** Begin Excerpted data **

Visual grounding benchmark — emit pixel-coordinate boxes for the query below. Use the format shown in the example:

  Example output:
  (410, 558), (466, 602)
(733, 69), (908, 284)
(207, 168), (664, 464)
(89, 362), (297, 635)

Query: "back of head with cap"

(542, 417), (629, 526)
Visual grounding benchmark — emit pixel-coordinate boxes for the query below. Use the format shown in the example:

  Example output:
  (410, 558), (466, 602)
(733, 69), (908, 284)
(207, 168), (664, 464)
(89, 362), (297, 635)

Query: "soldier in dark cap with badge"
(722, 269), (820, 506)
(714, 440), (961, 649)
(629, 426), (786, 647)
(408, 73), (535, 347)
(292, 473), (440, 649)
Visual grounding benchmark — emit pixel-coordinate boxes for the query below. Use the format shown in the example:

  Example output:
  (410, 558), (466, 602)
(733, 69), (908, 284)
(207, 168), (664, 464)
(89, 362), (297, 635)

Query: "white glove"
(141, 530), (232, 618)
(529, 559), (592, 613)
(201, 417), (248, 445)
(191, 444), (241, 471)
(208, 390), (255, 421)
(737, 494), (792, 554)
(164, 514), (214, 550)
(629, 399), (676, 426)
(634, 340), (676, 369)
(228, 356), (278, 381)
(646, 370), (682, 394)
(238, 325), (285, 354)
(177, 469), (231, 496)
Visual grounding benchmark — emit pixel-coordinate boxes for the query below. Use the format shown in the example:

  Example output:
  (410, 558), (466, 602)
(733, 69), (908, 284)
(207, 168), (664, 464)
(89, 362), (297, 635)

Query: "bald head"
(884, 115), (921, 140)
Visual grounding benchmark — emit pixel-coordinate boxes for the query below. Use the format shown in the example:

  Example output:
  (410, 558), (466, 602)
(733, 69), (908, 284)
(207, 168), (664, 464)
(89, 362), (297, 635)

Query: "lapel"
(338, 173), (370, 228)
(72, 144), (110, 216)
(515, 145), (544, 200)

** End Excerpted data **

* Written task
Reproduce the stretch of the listing from its start through the line containing "(292, 473), (440, 649)", switching each "cap" to "hat" and leaving everything else unchanged.

* Response to this exercise
Visual grounding benchmark — emit pixel-coordinate boxes for the query below. Use the format shown in the example:

  Example output:
  (410, 558), (466, 602)
(733, 69), (908, 284)
(207, 168), (664, 464)
(89, 362), (297, 635)

Query: "back of head with hat"

(542, 417), (629, 526)
Visual grounding benchmark — emit pixel-coordinate boxes for the query below. Use the format shown in the example:

  Example output:
  (410, 558), (466, 602)
(733, 69), (908, 284)
(207, 168), (664, 464)
(89, 362), (297, 635)

Query: "soldier in dark hat with badge"
(722, 269), (820, 506)
(714, 440), (961, 649)
(629, 426), (786, 647)
(408, 73), (535, 347)
(292, 473), (440, 649)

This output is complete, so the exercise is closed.